▶ PROBLEM A
In the fishing report thread, rewrite the paragraph beginning "So, I picked up my fresh bait" as a brief bulleted list that keeps its main facts.

═══ DOCUMENT EXCERPT

# AI Report - 1/28



## TunaFish (Aug 16, 2001)

After getting skunked at Nicodemus bridge yesterday, I thought it can't get any worse at AI, in spite of dead winter. After all, people were catching crappies and Yellow perch in what I envision it to be a huge bath tub and I cound't get a tap with 2 poles!! I think I just stink with freshwater fishing that's all. 

I was actually joking to the fellas (Fishbait, Chump, AtlantaKing, Okimavich, & FingersAndClaws) yesterday about going to AI. But then I checked the weather and the no brainer was Bev had fresh bunkers.

So, I picked up my fresh bait and got to the beach at 9:00am. The weather wasn't too bad, just a little drizzle with moderate wind. It was dead until at around noon, while tending to my little campfire, my left pole had a nice hit. Oh, man, I was in a state of delight/shock. I expected doggies, but I knew this was a striper as she turned left and right. After I beached it, I quickly measured (it's a female as it has a huge belly full of roe) and released her. It measured at 22''. Man, that felt good (the fighting part). We'll, that was the first and last hit on the beach. 

At 2:00pm, I decided to pack it in and toss some lures at RT50 bridge. I got to the bridge around 3'ish and on my 5th cast or so, bam, a 19'' striper. We'll, that was also my 1st and last hit. I quit at 4:00pm.

Overall, it was a much better trip than I thought. I really expected few doggies and that's it, but nice pulleage to end the weekend.


----------



## cygnus-x1 (Oct 12, 2005)

Better than getting skunked !

Thats great man I am glad you got into some action.

You are a Storm Trooper Aren't you !


----------



## fingersandclaws (Oct 17, 2005)

Yo P, did all that cold air somehow freeze your brain?  Your insane buddy, I have a feeling your fishing season is longer than most.


----------



## fishbait (Nov 11, 2005)

Glad to hear you got some pullage. I was afraid that one of Finger's skunks had jumped on your back. Watchout for Big O, it's definitely on him now.


----------



## chump (Jul 18, 2005)

Whoa there Tuna,

What a trooper!!! Congrats on the 2 stripers. I still can't believe you went out there after fishing for so long on Saturday. It just goes to show that we'd go to extremes to get the skunk off of us.

══════
═══ ENTRIES SUPPLIED

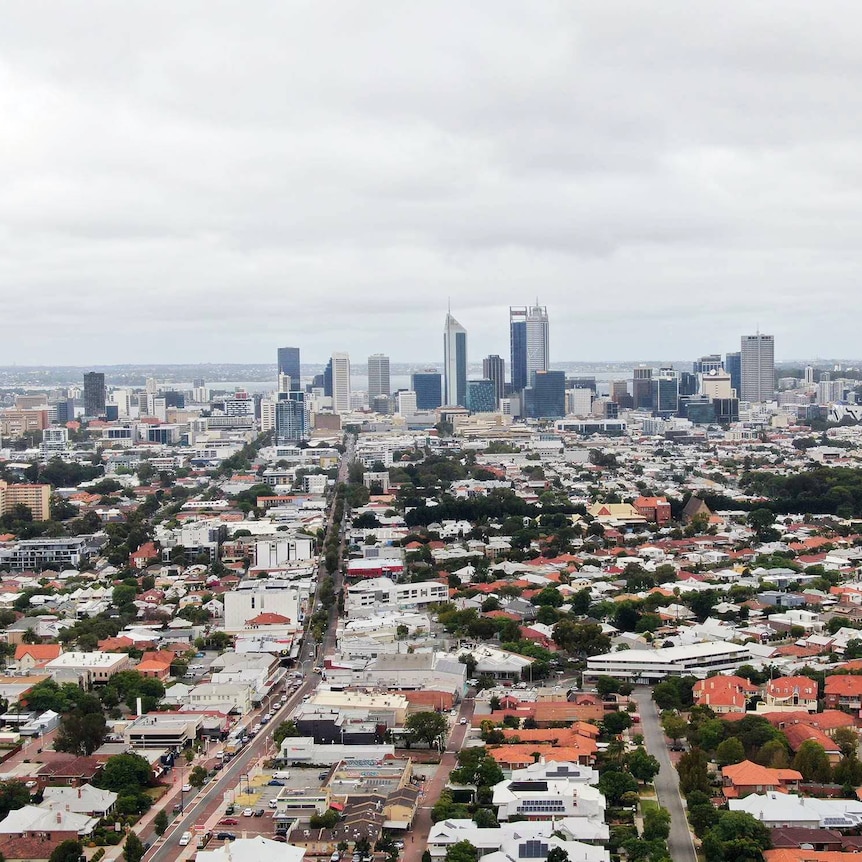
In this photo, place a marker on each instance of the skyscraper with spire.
(454, 362)
(529, 341)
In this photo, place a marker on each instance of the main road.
(211, 797)
(679, 841)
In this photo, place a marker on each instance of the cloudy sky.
(203, 181)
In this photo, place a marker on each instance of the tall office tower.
(758, 368)
(340, 382)
(529, 343)
(427, 385)
(546, 398)
(494, 369)
(290, 424)
(378, 376)
(481, 396)
(642, 388)
(665, 392)
(267, 415)
(454, 363)
(94, 393)
(733, 366)
(705, 364)
(518, 347)
(405, 402)
(619, 390)
(288, 363)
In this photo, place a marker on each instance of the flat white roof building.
(649, 665)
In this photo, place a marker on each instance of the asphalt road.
(679, 841)
(200, 806)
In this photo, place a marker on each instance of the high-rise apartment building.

══════

▶ PROBLEM B
Arrange the stretch of the listing from the line containing "the asphalt road." through the end of the listing as a Markdown table with the columns n and Line, leaving out blank lines.

▶ WORKED ANSWER A
- Picked up fresh bait and reached the beach at 9:00am.
- Weather: a little drizzle with moderate wind.
- No action until around noon, when the left pole got a nice hit while the poster was tending a small campfire.
- Expected doggies, but the fish turning left and right showed it was a striper.
- Beached it, measured it at 22'' (a female with a belly full of roe), and released it.
- It was the first and last hit on the beach.

▶ WORKED ANSWER B
| n | Line |
|---|---|
| 1 | In this photo, place a marker on each instance of the asphalt road. |
| 2 | (679, 841) |
| 3 | (200, 806) |
| 4 | In this photo, place a marker on each instance of the high-rise apartment building. |